**About this exercise**
Your answer should be the line containing "Would you be able to point at the light" and each line after it through the end of the data below, repeated exactly.
....................
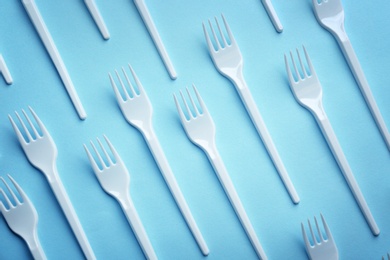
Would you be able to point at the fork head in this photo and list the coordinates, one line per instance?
(226, 55)
(321, 248)
(112, 174)
(329, 13)
(198, 125)
(21, 215)
(135, 105)
(305, 86)
(39, 147)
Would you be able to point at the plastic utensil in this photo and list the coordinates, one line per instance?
(228, 60)
(137, 110)
(147, 18)
(200, 130)
(4, 70)
(308, 92)
(321, 248)
(40, 26)
(272, 15)
(22, 218)
(41, 151)
(97, 17)
(330, 15)
(115, 180)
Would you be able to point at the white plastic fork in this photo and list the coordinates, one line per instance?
(228, 60)
(200, 130)
(41, 152)
(307, 91)
(321, 248)
(115, 180)
(4, 70)
(40, 26)
(22, 218)
(97, 17)
(330, 15)
(137, 110)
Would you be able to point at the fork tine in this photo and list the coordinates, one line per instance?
(31, 124)
(215, 36)
(221, 33)
(105, 152)
(305, 238)
(10, 191)
(231, 37)
(17, 131)
(118, 95)
(193, 103)
(39, 122)
(95, 167)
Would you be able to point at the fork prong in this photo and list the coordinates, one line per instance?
(10, 191)
(17, 131)
(221, 33)
(105, 152)
(215, 36)
(193, 103)
(94, 165)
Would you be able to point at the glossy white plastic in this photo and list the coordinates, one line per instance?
(4, 70)
(144, 12)
(41, 151)
(22, 218)
(115, 180)
(308, 92)
(200, 130)
(321, 248)
(228, 60)
(137, 110)
(97, 17)
(40, 26)
(330, 15)
(272, 15)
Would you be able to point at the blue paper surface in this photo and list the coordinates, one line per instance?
(302, 147)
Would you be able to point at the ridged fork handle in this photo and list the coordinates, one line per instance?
(64, 201)
(234, 199)
(338, 154)
(170, 179)
(360, 78)
(136, 224)
(258, 121)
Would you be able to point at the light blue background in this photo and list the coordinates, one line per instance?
(298, 139)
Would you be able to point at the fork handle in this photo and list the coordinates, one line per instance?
(258, 121)
(64, 201)
(335, 147)
(139, 231)
(234, 199)
(170, 180)
(357, 71)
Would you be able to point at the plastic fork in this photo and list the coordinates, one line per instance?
(92, 7)
(115, 180)
(4, 70)
(22, 218)
(308, 92)
(200, 130)
(330, 15)
(321, 248)
(41, 151)
(137, 110)
(228, 60)
(44, 34)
....................
**The completed task**
Would you be able to point at the light blue background in this photo and list the coordinates, one line per instance?
(298, 139)
Would you be able to point at the fork handle in this photo and list the coordinates, one line per instance?
(258, 121)
(64, 201)
(335, 147)
(139, 231)
(234, 199)
(170, 180)
(357, 71)
Would you be able to point at the plastic fork in this photo and list the coordinates, one line per instance?
(92, 7)
(115, 180)
(4, 70)
(22, 218)
(308, 92)
(200, 130)
(330, 15)
(321, 248)
(41, 151)
(137, 110)
(228, 60)
(44, 34)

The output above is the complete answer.